• [Passage to read]
────────────────────────────────────────

Exactly this. I bet you'd have less than a 25% success rate of getting the average user to even know that SMS and "texting" are the same thing. Now try to get them to understand what "OTP" is.

Having to register a phone number with a service is bad enough. Forgetting what weirdo password you were forced to come up with--"a capital letter, a special character (but not % or *), and a smiley-face Unicode character"--is bad enough. But for those people who just get a new phone and phone number for whatever reason, now you have to get that changed as well.

The big problems with SMS is 1) it is insecure, and 2) it does not have any sort of guaranteed delivery mechanism. These are problems that are readily solvable with a combined technical/governmental solution. Develop a standard, say "all mobile companies must adhere to this in 12 months," and then use that. Even if it isn't perfect, i.e. somebody finds a small flaw in the implementation, it's better than it is now.


Losing access to a phone means losing access to your TOTP codes as well. So that's no different than losing access to SMS.

TOTP codes can be shared between multiple devices - which makes them less unique than an SMS to a specific MSISDN. Your ability to back up a code doesn't necessarily mean you have the ability to store it securely.

FIDO tokens can also be lost.

I don't know why you're asking for your congress to fix this. You live in a free market, so move your business to someone who you think takes security seriously.


For SMS auth, you can get the cell company to re-issue a sim if you lose your phone. This is a feature and a bug, thanks to social engineering attacks. Also, the SMS transport layer isn't secure.

With TOTP, you can put the TOTP code in your password manager with all your other passwords, which is probably what I will do it it catches on. It's effectively one factor at that point. (Do you know my password manager's password?)


> You live in a free market, so move your business to someone who you think takes security seriously.

Adorable. Please show me a bank, utility provider, brokerage, widely-used P2P money transmission service, and phone provider that each offers WebAuthN (without a mandatory fallback to SMS-2FA).

There is absolutely no "free market" for authentication methods: Everybody does almost exactly the same thing, as authentication probably does not even make their top 10 business priorities.

────────────────────────────────────────

(Point-based annotation data)
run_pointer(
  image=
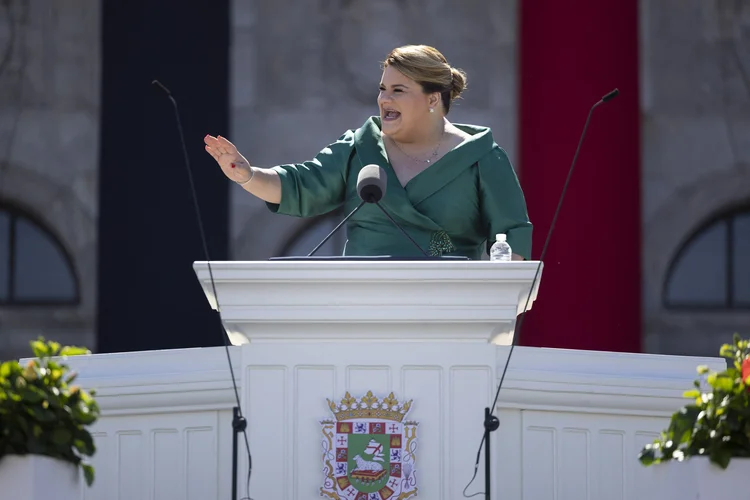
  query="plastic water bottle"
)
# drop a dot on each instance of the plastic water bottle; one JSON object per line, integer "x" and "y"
{"x": 500, "y": 251}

────────────────────────────────────────

• [Your goal] Copy the part of the discussion about SMS authentication from "Exactly this. I" to "changed as well.".

• [Complete response]
Exactly this. I bet you'd have less than a 25% success rate of getting the average user to even know that SMS and "texting" are the same thing. Now try to get them to understand what "OTP" is.

Having to register a phone number with a service is bad enough. Forgetting what weirdo password you were forced to come up with--"a capital letter, a special character (but not % or *), and a smiley-face Unicode character"--is bad enough. But for those people who just get a new phone and phone number for whatever reason, now you have to get that changed as well.